Recorded data:
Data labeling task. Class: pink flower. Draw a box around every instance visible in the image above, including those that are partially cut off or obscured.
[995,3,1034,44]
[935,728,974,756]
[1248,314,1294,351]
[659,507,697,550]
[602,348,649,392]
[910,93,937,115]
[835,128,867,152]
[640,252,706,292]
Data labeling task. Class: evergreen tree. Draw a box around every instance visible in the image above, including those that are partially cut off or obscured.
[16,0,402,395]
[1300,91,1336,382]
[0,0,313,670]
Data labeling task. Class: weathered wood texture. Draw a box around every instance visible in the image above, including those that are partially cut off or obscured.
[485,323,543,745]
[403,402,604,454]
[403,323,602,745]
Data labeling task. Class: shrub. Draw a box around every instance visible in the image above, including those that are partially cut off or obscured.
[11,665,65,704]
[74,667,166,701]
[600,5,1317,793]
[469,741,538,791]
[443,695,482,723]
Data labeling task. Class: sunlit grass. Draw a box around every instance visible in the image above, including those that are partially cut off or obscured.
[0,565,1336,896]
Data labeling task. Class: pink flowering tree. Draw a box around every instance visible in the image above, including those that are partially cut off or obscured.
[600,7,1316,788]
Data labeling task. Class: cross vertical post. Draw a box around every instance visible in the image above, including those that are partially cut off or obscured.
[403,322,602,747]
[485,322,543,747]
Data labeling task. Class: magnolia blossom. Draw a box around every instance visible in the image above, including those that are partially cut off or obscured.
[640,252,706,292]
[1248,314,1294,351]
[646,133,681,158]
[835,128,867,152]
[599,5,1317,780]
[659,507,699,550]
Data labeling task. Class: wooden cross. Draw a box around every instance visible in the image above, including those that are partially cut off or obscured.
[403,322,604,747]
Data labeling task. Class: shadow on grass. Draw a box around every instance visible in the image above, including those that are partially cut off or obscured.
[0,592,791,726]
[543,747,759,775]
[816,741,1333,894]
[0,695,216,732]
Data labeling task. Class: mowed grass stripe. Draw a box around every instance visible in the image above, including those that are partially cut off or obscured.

Problem statement:
Reproduce each of the items above verbatim, in their original order.

Output of the task:
Data labeling task. Class: pink flower. Draw a box around every instance visible in the image above, including those that are partially cut off or obscured.
[995,3,1034,44]
[935,728,974,756]
[1248,314,1294,351]
[659,507,697,550]
[602,348,649,392]
[910,93,937,115]
[835,128,867,152]
[640,252,706,292]
Data labeling task. Class: evergreen tree. Draw a box around every instance visible in the image above, including those that are partially cut off or obscured.
[16,0,402,395]
[1300,91,1336,382]
[0,0,313,670]
Data labeling task. Class: weathered wood texture. Draw a box around every instance visible in the image above, including those that are partially cut off or obscured.
[485,323,543,745]
[403,402,604,454]
[403,323,602,745]
Data labeling task. Class: shrub. Draw a box around every instance visible in the image above, including those that are partially cut off or obscured.
[11,665,65,704]
[74,667,166,701]
[600,5,1317,793]
[469,741,538,791]
[443,695,482,723]
Data labeling task. Class: sunlit grass. Draw a box around every instance visible in the image above, including those that are partially cut off or obscured.
[0,565,1336,896]
Data labeling task. Class: pink flowering tree. Draw a box around every instance visible in the image above, including those that are partially cut off or obscured.
[600,7,1316,788]
Data labeling task. Class: cross vertical post. Draw a box around every instance visible in the image above, including those that are partially cut off or obscured.
[403,322,602,747]
[485,322,543,747]
Data labeling task. Class: magnolia blossom. Draw a box around every instance visible in the image above, including those that are partially cut off or obscured.
[640,252,706,292]
[1248,314,1294,351]
[646,133,681,158]
[835,128,867,152]
[599,5,1317,780]
[659,507,699,550]
Data labeling task. Class: wooden cross. Draw a box around every instance visible in the image above, including those that are partially cut off or obscured.
[403,322,604,747]
Data labeling task. Class: shadow on grass. Draw a box around every instance visible in the image above, including those that are partially cut off or obscured.
[0,592,791,726]
[543,747,759,775]
[816,741,1333,894]
[0,695,216,732]
Data labeling task. Class: mowed grass stripe. Draw a box around every instance visible in the image above, including those that are partially cut off or obscured.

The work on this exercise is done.